*Document text*.
▼
# Sharpening router bits.



## hawkeye10 (Jul 28, 2015)

Do you sharpen your router bits? All router bits can be sharpened by DIY'ers but for those bits that can be sharpened at home it seems like a good idea but like a lot of thing it could be just something to sell more stuff. They have been pushing some products made by Trend. For around $50 you can get a small credit card style 600 grit diamond stone and a small bottle of lapping fluid.


----------



## TwoSkies57 (Feb 23, 2009)

I'll sharpen em as needed. Can't say I get "like new" results, but definitely an improvement more often than not. If you have a bit in need of sharpening it in all likely hood is in need of a thorough cleaning as well. Clean the bit first! Pitch/gum will foul a diamond stone in a heartbeat then the sharpener is in need of a cleaning. Some folks swear by doing a brief "touch-up" after each use.....I guess that's up to the individual. 
How often you need to touch up your bits depends on any number variables. Amount of use, feed rates, materials etc. etc...










Here's ole Stumpy Nubs take on it:


----------



## Garyk (Dec 29, 2011)

Diamond cards and other "fine" touch up tools have been around for years. I've used them for bits (drill & router), carving tools, chisels, turning tools & etc. The advantage is they take off very little of the steel or carbide. I agree with Bill: clean them first and at when a "touch up" turns into grinding the tips replace them.
▲
*Excerpted data*.
▼
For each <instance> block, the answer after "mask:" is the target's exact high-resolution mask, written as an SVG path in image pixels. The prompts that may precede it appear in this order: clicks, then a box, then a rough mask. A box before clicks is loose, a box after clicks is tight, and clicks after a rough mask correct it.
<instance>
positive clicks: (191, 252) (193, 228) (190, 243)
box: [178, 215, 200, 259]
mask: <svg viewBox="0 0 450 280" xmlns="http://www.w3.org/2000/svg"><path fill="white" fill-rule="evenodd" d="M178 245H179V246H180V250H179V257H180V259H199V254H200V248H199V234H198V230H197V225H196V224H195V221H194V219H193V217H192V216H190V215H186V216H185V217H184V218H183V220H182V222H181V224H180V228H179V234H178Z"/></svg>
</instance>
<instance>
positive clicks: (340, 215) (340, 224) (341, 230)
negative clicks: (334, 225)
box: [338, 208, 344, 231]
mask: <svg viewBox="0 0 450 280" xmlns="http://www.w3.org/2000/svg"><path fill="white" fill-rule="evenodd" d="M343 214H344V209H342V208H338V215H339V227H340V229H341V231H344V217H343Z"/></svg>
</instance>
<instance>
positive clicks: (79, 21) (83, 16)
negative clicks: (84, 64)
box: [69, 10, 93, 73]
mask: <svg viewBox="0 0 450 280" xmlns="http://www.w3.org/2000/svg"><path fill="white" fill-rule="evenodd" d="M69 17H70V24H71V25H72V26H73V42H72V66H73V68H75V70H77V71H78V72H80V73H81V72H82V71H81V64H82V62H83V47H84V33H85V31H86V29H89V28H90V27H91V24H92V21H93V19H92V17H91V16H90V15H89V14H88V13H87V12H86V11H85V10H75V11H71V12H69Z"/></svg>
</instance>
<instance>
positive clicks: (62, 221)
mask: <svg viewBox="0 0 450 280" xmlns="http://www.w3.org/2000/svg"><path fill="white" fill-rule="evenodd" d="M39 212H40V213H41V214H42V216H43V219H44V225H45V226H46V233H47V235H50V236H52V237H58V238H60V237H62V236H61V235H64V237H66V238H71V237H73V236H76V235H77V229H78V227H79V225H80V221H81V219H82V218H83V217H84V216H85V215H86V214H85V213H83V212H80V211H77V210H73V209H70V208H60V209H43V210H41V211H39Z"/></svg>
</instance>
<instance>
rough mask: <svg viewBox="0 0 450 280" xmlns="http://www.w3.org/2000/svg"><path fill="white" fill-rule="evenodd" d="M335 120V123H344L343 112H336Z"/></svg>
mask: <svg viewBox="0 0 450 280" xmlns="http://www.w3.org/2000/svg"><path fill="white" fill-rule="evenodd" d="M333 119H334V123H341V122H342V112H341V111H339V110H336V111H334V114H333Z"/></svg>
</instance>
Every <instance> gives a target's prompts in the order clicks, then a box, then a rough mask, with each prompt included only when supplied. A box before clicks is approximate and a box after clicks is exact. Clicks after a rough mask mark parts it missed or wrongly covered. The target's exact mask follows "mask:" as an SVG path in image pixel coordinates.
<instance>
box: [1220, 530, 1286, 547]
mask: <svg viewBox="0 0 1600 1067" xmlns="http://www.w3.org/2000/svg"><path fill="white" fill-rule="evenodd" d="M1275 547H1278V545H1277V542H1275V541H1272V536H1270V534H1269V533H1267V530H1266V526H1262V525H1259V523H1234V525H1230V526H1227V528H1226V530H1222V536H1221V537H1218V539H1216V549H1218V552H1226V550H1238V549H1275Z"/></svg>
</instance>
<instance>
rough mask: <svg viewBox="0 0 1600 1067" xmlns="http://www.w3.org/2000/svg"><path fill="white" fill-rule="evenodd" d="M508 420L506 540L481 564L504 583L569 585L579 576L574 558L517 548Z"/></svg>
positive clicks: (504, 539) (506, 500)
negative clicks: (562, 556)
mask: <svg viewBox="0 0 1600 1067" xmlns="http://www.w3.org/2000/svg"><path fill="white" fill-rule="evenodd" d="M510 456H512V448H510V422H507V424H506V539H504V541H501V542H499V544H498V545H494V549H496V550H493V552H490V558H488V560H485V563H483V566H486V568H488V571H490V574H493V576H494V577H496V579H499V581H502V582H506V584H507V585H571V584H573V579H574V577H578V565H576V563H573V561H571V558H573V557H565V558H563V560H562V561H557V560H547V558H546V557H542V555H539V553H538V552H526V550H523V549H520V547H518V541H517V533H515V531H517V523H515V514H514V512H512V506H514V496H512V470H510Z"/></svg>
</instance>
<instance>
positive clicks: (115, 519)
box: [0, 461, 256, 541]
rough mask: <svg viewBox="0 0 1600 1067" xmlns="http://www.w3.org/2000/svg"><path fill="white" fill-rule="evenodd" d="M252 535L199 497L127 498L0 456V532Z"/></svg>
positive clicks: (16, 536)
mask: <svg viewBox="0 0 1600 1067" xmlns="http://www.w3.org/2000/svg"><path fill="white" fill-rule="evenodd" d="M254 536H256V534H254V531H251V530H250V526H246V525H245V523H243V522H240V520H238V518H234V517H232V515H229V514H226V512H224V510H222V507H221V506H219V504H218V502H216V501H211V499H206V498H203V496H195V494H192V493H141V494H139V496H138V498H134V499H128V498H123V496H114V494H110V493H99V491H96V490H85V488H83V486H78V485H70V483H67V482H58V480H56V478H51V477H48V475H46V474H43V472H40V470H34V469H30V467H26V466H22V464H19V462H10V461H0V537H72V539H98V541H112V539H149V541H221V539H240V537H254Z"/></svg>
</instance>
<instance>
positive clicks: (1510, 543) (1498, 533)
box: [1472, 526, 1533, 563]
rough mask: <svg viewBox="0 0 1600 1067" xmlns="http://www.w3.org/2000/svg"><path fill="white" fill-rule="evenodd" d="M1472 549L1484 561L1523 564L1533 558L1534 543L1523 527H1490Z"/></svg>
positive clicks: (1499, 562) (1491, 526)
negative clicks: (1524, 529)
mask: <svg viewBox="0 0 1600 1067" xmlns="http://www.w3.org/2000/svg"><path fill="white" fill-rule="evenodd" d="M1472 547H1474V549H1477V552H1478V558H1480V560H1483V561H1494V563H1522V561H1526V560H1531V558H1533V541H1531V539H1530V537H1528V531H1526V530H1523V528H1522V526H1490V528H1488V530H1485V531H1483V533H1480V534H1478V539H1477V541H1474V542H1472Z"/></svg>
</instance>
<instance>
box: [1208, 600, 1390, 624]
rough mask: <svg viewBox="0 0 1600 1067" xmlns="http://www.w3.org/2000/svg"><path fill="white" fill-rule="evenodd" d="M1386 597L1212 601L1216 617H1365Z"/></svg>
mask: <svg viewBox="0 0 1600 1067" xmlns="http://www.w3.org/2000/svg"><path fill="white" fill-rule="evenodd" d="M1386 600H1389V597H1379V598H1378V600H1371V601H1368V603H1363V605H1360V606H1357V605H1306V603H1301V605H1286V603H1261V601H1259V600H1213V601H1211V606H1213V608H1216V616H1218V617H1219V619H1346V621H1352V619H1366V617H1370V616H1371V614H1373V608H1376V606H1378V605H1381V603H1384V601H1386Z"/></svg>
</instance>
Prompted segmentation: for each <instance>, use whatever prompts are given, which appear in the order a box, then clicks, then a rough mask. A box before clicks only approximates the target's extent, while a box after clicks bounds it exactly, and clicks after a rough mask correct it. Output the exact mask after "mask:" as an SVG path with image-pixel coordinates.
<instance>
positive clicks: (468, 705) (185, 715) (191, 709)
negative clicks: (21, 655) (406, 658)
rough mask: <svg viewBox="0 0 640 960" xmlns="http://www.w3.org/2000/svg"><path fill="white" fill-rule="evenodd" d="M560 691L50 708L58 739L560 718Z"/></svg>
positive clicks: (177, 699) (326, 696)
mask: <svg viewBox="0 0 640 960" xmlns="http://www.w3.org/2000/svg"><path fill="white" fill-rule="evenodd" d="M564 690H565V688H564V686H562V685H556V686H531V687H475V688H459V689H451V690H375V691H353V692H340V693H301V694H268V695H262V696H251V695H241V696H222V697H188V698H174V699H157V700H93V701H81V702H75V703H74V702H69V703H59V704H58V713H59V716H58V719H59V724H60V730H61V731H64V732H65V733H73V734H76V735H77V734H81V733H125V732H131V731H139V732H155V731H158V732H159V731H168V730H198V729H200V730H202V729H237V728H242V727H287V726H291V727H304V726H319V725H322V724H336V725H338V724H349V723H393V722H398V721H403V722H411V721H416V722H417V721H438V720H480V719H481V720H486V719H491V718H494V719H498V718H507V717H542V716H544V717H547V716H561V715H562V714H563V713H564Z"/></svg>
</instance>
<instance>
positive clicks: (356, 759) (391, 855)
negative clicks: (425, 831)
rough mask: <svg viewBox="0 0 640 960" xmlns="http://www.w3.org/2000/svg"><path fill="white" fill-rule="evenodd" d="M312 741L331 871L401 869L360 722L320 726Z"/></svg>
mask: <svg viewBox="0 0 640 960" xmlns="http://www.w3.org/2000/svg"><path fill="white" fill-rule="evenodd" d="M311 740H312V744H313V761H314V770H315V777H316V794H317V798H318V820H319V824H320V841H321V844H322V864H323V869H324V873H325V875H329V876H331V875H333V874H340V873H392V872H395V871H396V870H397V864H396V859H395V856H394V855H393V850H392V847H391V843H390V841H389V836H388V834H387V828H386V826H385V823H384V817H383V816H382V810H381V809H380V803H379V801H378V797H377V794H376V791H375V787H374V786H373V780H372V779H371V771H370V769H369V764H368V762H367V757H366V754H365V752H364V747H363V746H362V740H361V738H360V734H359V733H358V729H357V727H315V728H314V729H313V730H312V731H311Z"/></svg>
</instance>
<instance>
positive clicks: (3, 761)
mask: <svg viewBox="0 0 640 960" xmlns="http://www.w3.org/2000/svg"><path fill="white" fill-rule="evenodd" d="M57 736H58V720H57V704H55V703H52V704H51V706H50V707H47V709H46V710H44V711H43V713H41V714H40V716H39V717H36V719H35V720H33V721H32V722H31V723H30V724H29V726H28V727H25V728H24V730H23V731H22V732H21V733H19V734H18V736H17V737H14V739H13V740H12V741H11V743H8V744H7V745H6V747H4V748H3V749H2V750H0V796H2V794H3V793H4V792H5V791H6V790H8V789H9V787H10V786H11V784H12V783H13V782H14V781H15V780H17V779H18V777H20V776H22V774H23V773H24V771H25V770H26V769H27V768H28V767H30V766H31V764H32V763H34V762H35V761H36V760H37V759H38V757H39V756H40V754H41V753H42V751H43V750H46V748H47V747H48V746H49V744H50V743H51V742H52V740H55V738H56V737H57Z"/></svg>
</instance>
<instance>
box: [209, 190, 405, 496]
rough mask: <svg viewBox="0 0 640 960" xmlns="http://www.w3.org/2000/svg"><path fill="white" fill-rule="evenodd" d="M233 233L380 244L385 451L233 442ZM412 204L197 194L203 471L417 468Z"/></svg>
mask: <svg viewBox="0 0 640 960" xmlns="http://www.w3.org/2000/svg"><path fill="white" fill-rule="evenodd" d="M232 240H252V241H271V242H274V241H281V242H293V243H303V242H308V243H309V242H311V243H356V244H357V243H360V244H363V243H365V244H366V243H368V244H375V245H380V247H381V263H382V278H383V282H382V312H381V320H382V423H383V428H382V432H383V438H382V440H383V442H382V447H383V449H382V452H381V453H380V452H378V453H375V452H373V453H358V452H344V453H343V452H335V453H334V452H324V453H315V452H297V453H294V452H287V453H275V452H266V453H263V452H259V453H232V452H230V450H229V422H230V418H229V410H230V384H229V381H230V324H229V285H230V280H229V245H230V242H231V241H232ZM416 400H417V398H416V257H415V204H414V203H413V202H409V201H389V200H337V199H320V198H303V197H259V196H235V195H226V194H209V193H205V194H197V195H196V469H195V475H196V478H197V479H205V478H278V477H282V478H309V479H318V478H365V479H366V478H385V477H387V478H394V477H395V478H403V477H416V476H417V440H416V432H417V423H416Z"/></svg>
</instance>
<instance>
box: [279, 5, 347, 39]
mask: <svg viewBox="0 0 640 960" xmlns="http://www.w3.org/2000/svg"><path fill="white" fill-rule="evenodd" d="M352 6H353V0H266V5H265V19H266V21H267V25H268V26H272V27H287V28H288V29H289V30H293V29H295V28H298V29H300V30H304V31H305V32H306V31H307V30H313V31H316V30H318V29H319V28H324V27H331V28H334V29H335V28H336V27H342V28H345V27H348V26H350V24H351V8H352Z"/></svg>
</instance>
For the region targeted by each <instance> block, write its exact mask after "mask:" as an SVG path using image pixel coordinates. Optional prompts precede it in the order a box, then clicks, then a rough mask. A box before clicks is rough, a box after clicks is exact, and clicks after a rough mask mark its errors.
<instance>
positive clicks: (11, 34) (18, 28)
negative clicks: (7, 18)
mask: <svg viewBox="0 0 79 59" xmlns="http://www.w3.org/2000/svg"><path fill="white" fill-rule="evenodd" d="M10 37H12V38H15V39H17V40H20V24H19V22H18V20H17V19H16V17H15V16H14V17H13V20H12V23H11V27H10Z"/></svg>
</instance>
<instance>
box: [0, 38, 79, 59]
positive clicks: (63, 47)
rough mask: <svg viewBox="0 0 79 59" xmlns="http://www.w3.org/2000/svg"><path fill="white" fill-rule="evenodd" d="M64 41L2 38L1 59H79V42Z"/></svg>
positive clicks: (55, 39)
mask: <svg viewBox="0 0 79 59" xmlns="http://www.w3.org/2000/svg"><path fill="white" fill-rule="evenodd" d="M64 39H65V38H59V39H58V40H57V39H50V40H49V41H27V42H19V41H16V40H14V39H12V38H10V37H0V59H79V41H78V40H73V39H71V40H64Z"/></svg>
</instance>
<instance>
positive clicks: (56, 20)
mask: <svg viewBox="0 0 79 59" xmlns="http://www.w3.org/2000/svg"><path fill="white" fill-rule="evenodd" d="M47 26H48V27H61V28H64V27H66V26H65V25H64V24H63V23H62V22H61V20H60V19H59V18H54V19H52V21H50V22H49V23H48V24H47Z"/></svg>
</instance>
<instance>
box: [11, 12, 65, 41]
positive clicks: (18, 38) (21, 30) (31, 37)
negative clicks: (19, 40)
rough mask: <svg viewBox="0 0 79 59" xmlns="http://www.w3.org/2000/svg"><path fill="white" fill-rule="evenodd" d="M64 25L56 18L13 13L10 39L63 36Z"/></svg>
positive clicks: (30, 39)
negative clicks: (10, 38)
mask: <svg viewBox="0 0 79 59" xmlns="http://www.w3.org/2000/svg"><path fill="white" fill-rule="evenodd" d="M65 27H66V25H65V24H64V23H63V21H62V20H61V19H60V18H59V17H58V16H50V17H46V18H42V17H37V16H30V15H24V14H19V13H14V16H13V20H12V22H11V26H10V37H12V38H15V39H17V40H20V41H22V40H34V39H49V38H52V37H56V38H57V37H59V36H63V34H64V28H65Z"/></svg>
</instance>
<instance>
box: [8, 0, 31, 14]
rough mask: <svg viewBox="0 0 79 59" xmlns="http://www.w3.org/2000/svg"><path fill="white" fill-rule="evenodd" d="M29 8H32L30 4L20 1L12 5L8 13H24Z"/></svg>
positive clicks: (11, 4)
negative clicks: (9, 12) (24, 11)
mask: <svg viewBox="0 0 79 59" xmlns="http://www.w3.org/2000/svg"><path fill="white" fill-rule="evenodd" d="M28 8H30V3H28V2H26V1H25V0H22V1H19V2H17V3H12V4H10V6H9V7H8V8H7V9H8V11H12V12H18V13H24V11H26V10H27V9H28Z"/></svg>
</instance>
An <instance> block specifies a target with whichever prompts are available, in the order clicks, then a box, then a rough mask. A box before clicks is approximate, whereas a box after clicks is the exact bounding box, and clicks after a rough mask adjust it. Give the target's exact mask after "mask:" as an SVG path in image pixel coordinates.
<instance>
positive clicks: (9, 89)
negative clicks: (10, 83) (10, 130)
▲
*Required tasks*.
1. In the forum thread on sharpening router bits, what grit is the small diamond stone sold by Trend for around $50?
2. From the records, copy the stretch from the line containing "535L199 497L127 498L0" through the line containing "positive clicks: (16, 536)", both lines included.
The records are unrelated to the forum thread.

*Response list*.
1. 600 grit.

2.
rough mask: <svg viewBox="0 0 1600 1067" xmlns="http://www.w3.org/2000/svg"><path fill="white" fill-rule="evenodd" d="M252 535L199 497L127 498L0 456V532Z"/></svg>
positive clicks: (16, 536)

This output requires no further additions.